DE OPDRACHTEN:
1. Zet de alinea die begint met „In deze zaak gaat het om” uit de uitspraak van de Centrale Raad van Beroep om in een beknopte opsomming, met behoud van de belangrijkste feiten.
2. Zet de uitspraak van de Centrale Raad van Beroep alsjeblieft voort vanaf de laatste zin van het bronfragment.

BRONFRAGMENT:
ECLI:NL:CRVB:2010:BM2552

Centrale Raad van Beroep

Datum uitspraak
6 april 2010
Publicatiedatum
5 april 2013
Zaaknummer
08-2249 WWB + 08-2250 WWB
Instantie
Centrale Raad van Beroep
Type
Uitspraak
Rechtsgebied
Bestuursrecht; Socialezekerheidsrecht
Procedures
  • Hoger beroep
Rechters
Vindplaatsen
  • Rechtspraak.nl
AI samenvatting door LexboostAutomatisch gegenereerd

Vernietiging van besluiten inzake bijstandsverlening en terugvordering door het College van burgemeester en wethouders van de gemeente Nijmegen

In deze zaak gaat het om een hoger beroep van appellanten tegen een uitspraak van de rechtbank Arnhem, waarbij het beroep tegen een besluit van het College van burgemeester en wethouders van de gemeente Nijmegen gegrond werd verklaard. De rechtbank had het besluit van 25 april 2007 vernietigd, dat betrekking had op de intrekking van de bijstand van appellanten over de periode van 1 juli 2005 tot en met 31 juli 2006 en de terugvordering van bijstandsbetalingen. De Centrale Raad van Beroep overweegt dat het College nader onderzoek moet doen naar de omvang van de werkzaamheden van appellant en de bijbehorende inkomsten. De Raad stelt vast dat appellanten de inlichtingenverplichting hebben geschonden met betrekking tot de aanschaf van een auto en de inkomsten van appellant. Dit leidt tot de conclusie dat het College gehouden is een maatregel op te leggen. De Raad vernietigt de eerdere uitspraak van de rechtbank voor zover deze is aangevochten en draagt het College op om een nieuw besluit op bezwaar te nemen, waarbij rekening moet worden gehouden met de bevindingen van de Raad. Tevens wordt het College veroordeeld in de proceskosten van appellanten tot een bedrag van € 322,-- en moet het College het griffierecht van € 107,-- vergoeden.

Uitspraak

08/2249 WWB
08/2250 WWB
Centrale Raad van Beroep
Meervoudige kamer
U I T S P R A A K
op het hoger beroep van:
[Appellant] en [Appellante], beiden wonende te [woonplaats],
tegen de uitspraak van de rechtbank Arnhem van 6 maart 2008, 07/2168 (hierna: aangevallen uitspraak),
in het geding tussen:
appellanten
en
het College van burgemeester en wethouders van de gemeente Nijmegen (hierna: College)
Datum uitspraak: 6 april 2010
I. PROCESVERLOOP
Namens appellanten heeft mr. M.A. Wellen, advocaat te Nijmegen, hoger beroep ingesteld.
Het College heeft een verweerschrift ingediend.

GEGEVENSFRAGMENTEN:
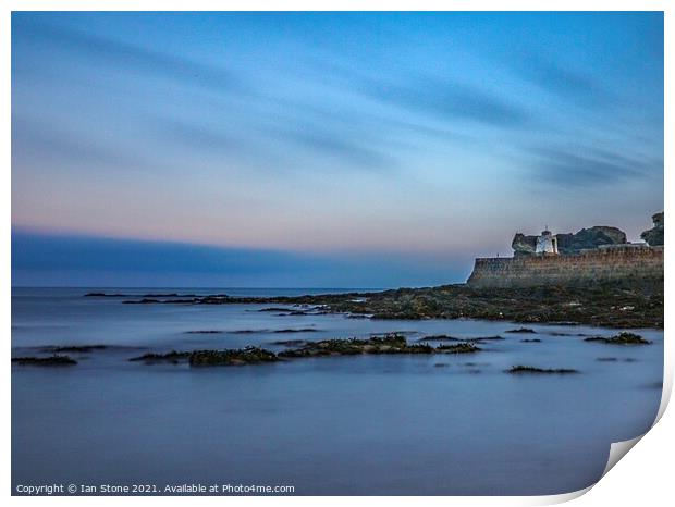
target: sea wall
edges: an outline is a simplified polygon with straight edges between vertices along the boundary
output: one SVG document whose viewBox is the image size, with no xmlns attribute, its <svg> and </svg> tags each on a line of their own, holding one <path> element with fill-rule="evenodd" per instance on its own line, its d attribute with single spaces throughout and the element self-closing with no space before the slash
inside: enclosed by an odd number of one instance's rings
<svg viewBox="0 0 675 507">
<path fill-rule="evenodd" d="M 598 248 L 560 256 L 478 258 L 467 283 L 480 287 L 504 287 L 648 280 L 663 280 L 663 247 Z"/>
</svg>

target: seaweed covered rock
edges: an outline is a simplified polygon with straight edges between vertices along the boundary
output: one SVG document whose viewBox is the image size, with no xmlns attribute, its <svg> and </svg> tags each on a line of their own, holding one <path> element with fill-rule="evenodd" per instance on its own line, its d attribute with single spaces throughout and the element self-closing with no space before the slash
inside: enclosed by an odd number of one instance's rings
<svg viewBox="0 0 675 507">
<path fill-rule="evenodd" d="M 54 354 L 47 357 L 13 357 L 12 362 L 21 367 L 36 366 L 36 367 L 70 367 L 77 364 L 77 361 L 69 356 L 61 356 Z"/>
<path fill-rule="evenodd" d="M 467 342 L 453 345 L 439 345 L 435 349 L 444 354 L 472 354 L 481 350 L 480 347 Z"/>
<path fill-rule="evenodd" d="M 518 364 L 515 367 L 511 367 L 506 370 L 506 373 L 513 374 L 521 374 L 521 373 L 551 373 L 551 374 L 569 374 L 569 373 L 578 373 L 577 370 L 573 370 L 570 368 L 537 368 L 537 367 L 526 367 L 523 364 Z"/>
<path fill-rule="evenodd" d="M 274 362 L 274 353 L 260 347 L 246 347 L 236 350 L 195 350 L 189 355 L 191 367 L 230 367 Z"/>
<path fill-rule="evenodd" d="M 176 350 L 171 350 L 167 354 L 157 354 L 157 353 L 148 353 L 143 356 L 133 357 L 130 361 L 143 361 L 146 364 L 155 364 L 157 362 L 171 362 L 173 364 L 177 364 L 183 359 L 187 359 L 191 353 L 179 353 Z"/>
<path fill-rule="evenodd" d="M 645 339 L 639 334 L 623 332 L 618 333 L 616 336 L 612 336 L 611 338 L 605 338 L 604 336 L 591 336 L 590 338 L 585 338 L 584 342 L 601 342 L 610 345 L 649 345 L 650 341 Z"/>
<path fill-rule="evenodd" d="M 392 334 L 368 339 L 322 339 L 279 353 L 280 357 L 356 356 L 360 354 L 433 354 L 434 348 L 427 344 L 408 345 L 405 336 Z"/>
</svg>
...
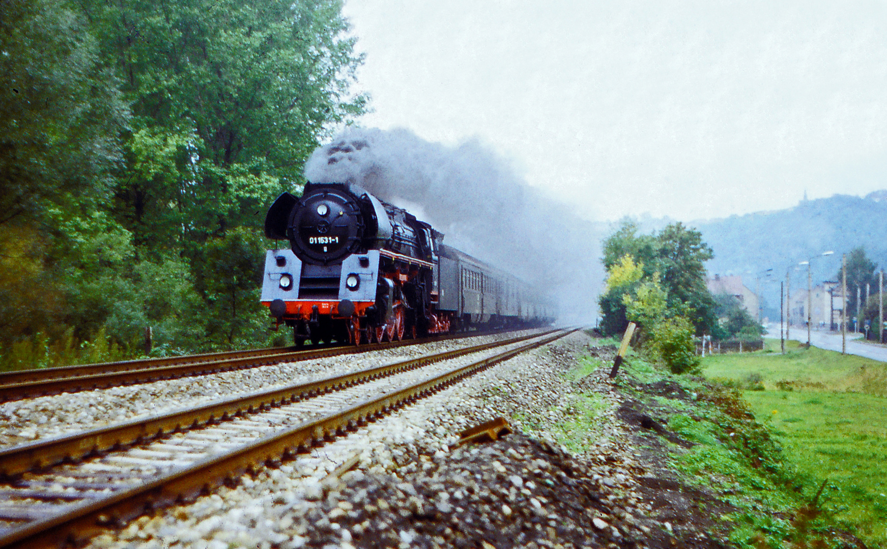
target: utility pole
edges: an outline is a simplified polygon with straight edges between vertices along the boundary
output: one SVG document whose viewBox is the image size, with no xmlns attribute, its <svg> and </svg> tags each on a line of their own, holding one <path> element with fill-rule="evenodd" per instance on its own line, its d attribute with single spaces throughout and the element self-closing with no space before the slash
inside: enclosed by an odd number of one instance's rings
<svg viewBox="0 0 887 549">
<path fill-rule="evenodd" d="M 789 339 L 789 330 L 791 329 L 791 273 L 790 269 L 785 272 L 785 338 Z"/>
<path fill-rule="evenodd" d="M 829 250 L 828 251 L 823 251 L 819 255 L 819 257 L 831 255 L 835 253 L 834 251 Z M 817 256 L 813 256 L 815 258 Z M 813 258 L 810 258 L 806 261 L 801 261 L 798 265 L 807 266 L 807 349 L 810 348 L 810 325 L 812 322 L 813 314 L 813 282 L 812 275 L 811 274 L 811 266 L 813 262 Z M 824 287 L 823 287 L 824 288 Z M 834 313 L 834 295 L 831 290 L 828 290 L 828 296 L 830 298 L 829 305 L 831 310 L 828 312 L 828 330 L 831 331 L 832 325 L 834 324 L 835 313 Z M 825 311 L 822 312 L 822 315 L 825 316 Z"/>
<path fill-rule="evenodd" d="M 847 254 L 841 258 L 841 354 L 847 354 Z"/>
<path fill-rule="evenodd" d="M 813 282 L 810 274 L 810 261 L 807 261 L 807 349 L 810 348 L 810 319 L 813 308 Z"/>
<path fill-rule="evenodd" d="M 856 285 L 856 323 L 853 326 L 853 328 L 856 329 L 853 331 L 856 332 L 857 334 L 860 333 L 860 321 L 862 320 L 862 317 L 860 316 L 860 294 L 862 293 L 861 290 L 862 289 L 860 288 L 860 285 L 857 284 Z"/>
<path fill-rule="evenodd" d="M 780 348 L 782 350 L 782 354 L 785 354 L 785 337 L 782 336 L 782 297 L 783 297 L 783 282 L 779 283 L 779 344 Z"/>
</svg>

GEGEVEN ANTWOORDEN:
1.
- Appellanten gaan in hoger beroep tegen een uitspraak van de rechtbank Arnhem. Die rechtbank had hun beroep tegen een besluit van het College van burgemeester en wethouders van Nijmegen gegrond verklaard.
- De rechtbank vernietigde het besluit van 25 april 2007. Dat besluit ging over de intrekking van de bijstand over 1 juli 2005 tot en met 31 juli 2006 en de terugvordering van bijstand.
- Het College moet nader onderzoek doen naar de omvang van de werkzaamheden van appellant en de inkomsten daaruit.
- Appellanten hebben de inlichtingenverplichting geschonden wat betreft de aanschaf van een auto en de inkomsten van appellant. Het College is daarom gehouden een maatregel op te leggen.
- De Raad vernietigt de uitspraak van de rechtbank voor zover aangevochten. Het College moet een nieuw besluit op bezwaar nemen en daarbij rekening houden met de bevindingen van de Raad.
- Het College betaalt de proceskosten van € 322,-- en vergoedt het griffierecht van € 107,--.

2.
Het onderzoek ter zitting heeft plaatsgevonden op 23 februari 2010. Daar zijn appellanten, met voorafgaand bericht, niet verschenen. Het College heeft zich laten vertegenwoordigen door mr. H.A.M. van Gerwen, werkzaam bij de gemeente Nijmegen.
II. OVERWEGINGEN
1. Voor een overzicht van de in dit geding van belang zijnde feiten en omstandigheden verwijst de Raad naar de aangevallen uitspraak. Hij volstaat hier met het volgende.
1.1. Appellanten waren ten tijde hier in geding gehuwd. Zij ontvingen vanaf 1 december 1998 bijstand, laatstelijk ingevolge de Wet werk en bijstand (WWB). Met ingang van 1 juli 2005 heeft het College de bijstandsverlening naar de norm voor gehuwden beëindigd in verband met het vertrek van appellant naar Irak en aan appellante bijstand toegekend naar de norm voor een alleenstaande ouder. Daarbij is ervan uitgegaan dat appellanten sindsdien tijdelijk niet bij elkaar wonen en dat appellant geen recht op bijstand heeft, terwijl met eventuele inkomsten van appellant ingevolge artikel 32, vierde lid, van de WWB rekening zal worden gehouden voor zover dat inkomen meer is dan de bijstandsnorm die voor hem geldt.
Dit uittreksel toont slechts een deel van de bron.